◆ **EXTRAIT DU DOCUMENT**:
——

La vidéoconsultation n’empêche en rien une approche éthique, respectueuse et humaine du patient et de son environnement. Par ailleurs, la communication vidéo que je propose est sécurisée, ce qui est primordial afin de s’assurer du respect de la confidentialité des patients.
 
Pour finir, sur la section blog de mon site, je diffuse régulièrement des informations concrète pour aider les personnes malades ainsi que leurs proches à faire face à la maladie et son évolution.

Quels sont ses avantages en ces temps de confinement ?
Dans le cadre de l’épidémie de COVID-19, les autorités de santé encouragent vivement le recours à la téléconsultation. Alors qu’avant la pandémie, les consultations de télémédecine ne représentaient qu’1% du total des consultations médicales effectuées en France, ce chiffre s’élève aujourd’hui à près de 15%.
 
La semaine du 23 mars, il y a eu 50 fois plus de téléconsultations en France qu’avant le confinement. Nous assistons donc à un réel changement des habitudes dans le domaine de la santé, dont les seniors ne sont pas exclus. D’autant plus que bon nombre d’entre eux présentent des difficultés de mobilité ou une réduction de l’autonomie, qui sont des freins à l’accès au soin.

——

D'après l'extrait, veuillez indiquer quelle part des consultations médicales effectuées en France la télémédecine représentait avant la pandémie.

◆ **DONNÉES SOURCES**:
——

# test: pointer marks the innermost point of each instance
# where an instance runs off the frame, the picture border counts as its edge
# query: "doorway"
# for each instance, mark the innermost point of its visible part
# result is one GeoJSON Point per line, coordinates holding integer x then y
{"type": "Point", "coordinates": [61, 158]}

——

◆ **RÉPONSE ATTENDUE**: Seulement 1 % du total des consultations médicales.